## EXERCISE
Count how many lines in the entries below contain the word "sunglasses". Give only the number.

┄┄┄┄┄┄┄┄┄┄┄┄┄┄┄┄┄┄┄┄

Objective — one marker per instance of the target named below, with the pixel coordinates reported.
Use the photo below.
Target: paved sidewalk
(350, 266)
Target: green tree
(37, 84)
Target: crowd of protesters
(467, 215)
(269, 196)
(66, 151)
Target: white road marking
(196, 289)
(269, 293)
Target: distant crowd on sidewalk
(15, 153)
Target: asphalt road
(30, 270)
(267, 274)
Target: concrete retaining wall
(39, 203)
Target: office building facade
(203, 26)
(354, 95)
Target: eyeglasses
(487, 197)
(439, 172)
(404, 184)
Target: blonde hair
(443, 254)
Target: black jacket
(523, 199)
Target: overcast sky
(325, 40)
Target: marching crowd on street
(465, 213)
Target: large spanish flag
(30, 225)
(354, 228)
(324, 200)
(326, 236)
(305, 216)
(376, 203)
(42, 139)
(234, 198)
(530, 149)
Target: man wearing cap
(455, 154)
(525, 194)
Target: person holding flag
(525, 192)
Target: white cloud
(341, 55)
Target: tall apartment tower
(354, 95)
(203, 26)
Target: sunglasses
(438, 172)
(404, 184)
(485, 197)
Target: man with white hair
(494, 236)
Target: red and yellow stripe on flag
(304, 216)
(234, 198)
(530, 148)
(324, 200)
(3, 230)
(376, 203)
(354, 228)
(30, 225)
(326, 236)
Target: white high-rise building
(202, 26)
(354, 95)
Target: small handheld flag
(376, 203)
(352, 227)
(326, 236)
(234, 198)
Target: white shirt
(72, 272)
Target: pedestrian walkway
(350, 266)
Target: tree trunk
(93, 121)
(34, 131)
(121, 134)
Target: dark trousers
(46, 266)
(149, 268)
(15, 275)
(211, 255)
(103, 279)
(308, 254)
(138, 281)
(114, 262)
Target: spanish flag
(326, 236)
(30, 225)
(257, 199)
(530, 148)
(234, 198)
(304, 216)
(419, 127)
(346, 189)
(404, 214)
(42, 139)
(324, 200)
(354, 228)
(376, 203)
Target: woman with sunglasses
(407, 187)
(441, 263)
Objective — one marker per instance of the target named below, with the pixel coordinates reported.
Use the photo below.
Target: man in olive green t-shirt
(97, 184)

┄┄┄┄┄┄┄┄┄┄┄┄┄┄┄┄┄┄┄┄

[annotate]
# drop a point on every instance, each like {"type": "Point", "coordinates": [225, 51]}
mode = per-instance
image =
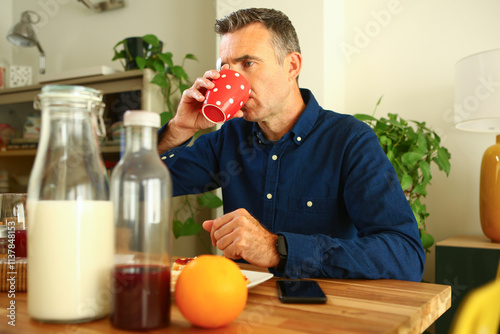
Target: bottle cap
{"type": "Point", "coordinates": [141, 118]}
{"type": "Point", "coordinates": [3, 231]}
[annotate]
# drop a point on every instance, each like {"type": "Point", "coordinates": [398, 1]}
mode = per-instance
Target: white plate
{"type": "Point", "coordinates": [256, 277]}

┄┄┄┄┄┄┄┄┄┄┄┄┄┄┄┄┄┄┄┄

## EXERCISE OUTPUT
2